**Your goal:**
Convert the records below into a JSON list of strings, with one string per line and no entries for blank lines.

**Entries provided:**
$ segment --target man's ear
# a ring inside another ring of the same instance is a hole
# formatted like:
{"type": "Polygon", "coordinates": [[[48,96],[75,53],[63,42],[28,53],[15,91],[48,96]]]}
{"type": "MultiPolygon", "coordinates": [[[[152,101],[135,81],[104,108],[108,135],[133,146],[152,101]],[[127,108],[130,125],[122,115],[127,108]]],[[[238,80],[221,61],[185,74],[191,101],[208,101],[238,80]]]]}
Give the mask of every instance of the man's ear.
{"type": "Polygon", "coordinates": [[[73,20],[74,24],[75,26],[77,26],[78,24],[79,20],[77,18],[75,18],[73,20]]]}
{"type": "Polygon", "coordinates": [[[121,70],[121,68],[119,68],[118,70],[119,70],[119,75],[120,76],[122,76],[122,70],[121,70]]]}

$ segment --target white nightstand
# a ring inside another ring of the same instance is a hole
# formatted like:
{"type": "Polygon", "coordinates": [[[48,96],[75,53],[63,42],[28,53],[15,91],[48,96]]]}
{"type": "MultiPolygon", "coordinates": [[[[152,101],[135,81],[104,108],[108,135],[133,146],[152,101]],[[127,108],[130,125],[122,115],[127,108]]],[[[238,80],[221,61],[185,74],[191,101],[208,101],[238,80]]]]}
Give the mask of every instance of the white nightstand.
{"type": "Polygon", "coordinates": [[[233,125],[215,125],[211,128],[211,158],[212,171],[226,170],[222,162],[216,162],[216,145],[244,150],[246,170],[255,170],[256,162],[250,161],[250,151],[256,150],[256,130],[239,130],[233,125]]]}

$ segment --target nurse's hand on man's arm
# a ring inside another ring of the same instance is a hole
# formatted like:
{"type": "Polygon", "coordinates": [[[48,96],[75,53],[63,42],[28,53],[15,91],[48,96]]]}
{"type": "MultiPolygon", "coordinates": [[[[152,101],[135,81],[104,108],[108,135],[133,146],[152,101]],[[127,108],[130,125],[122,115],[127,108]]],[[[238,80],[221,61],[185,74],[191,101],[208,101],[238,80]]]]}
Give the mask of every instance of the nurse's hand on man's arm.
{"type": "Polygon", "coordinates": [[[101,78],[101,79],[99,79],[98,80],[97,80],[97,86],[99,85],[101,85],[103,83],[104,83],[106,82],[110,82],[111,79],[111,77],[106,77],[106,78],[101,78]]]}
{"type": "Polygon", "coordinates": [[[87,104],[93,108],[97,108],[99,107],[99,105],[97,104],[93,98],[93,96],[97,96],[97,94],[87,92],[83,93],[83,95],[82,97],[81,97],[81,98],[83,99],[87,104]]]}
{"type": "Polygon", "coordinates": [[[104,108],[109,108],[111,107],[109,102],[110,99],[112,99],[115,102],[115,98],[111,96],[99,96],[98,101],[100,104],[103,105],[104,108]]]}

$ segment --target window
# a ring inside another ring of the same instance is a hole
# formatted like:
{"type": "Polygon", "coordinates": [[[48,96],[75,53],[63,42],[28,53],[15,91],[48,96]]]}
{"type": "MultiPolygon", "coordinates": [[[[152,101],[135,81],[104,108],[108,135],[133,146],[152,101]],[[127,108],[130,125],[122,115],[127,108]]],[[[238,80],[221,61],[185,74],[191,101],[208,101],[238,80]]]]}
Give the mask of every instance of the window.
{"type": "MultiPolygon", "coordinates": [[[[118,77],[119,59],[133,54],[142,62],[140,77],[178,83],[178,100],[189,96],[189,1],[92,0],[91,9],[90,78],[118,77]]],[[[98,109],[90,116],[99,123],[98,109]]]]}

**Reply:**
[
  "$ segment --target man's ear",
  "# a ring inside another ring of the same instance is a hole",
  "# formatted like:",
  "{\"type\": \"Polygon\", \"coordinates\": [[[48,96],[75,53],[63,42],[28,53],[15,91],[48,96]]]}",
  "{\"type\": \"MultiPolygon\", \"coordinates\": [[[[152,101],[135,81],[104,108],[108,135],[133,146],[152,101]],[[127,108],[130,125],[122,115],[127,108]]],[[[238,80],[221,61],[185,74],[191,101],[208,101],[238,80]]]]}",
  "Give the mask of every instance of the man's ear.",
  "{\"type\": \"Polygon\", \"coordinates\": [[[73,20],[74,24],[75,26],[77,26],[78,24],[79,20],[77,18],[75,18],[73,20]]]}",
  "{\"type\": \"Polygon\", \"coordinates\": [[[121,70],[121,68],[119,68],[118,70],[119,70],[119,75],[120,76],[122,76],[122,70],[121,70]]]}",
  "$ segment --target white nightstand",
  "# a ring inside another ring of the same instance is a hole",
  "# formatted like:",
  "{\"type\": \"Polygon\", \"coordinates\": [[[48,96],[75,53],[63,42],[28,53],[15,91],[48,96]]]}",
  "{\"type\": \"MultiPolygon\", \"coordinates\": [[[[152,101],[135,81],[104,108],[108,135],[133,146],[152,101]],[[127,108],[130,125],[122,115],[127,108]]],[[[238,80],[221,61],[185,74],[191,101],[208,101],[238,80]]]]}",
  "Give the mask of every instance of the white nightstand.",
  "{\"type\": \"Polygon\", \"coordinates\": [[[233,125],[215,125],[211,128],[211,158],[212,171],[226,170],[222,162],[216,162],[216,145],[244,150],[246,170],[255,170],[256,162],[250,161],[250,151],[256,150],[256,130],[239,130],[233,125]]]}",
  "$ segment --target nurse's hand on man's arm",
  "# a ring inside another ring of the same instance is a hole",
  "# formatted like:",
  "{\"type\": \"Polygon\", \"coordinates\": [[[48,96],[75,53],[63,42],[28,53],[15,91],[48,96]]]}",
  "{\"type\": \"MultiPolygon\", \"coordinates\": [[[[152,101],[135,81],[104,108],[108,135],[133,146],[152,101]],[[127,108],[130,125],[122,115],[127,108]]],[[[238,80],[221,61],[185,74],[191,101],[208,101],[238,80]]]]}",
  "Give the mask of every instance of the nurse's hand on man's arm.",
  "{\"type\": \"Polygon\", \"coordinates\": [[[101,78],[101,79],[99,79],[98,80],[97,80],[97,86],[99,85],[101,85],[103,83],[104,83],[106,82],[110,82],[111,79],[111,77],[106,77],[106,78],[101,78]]]}",
  "{\"type\": \"Polygon\", \"coordinates\": [[[87,104],[93,108],[97,108],[99,107],[99,105],[97,104],[93,98],[93,96],[97,96],[97,94],[87,92],[83,93],[83,95],[82,97],[81,97],[81,98],[83,99],[87,104]]]}",
  "{\"type\": \"Polygon\", \"coordinates\": [[[104,108],[109,108],[111,107],[109,102],[110,99],[112,99],[115,102],[115,98],[111,96],[99,96],[98,101],[100,104],[103,105],[104,108]]]}",
  "$ segment --target window",
  "# a ring inside another ring of the same instance is a hole",
  "# formatted like:",
  "{\"type\": \"Polygon\", \"coordinates\": [[[48,96],[75,53],[63,42],[28,53],[15,91],[48,96]]]}",
  "{\"type\": \"MultiPolygon\", \"coordinates\": [[[[152,101],[135,81],[104,108],[108,135],[133,146],[152,101]],[[127,108],[130,125],[122,115],[127,108]]],[[[238,80],[221,61],[185,74],[191,101],[208,101],[238,80]]]]}",
  "Give the mask of every instance of the window.",
  "{\"type\": \"MultiPolygon\", \"coordinates\": [[[[118,77],[119,59],[133,54],[142,62],[140,77],[178,83],[178,100],[189,96],[189,1],[92,0],[91,9],[90,78],[118,77]]],[[[98,109],[90,116],[99,123],[98,109]]]]}"
]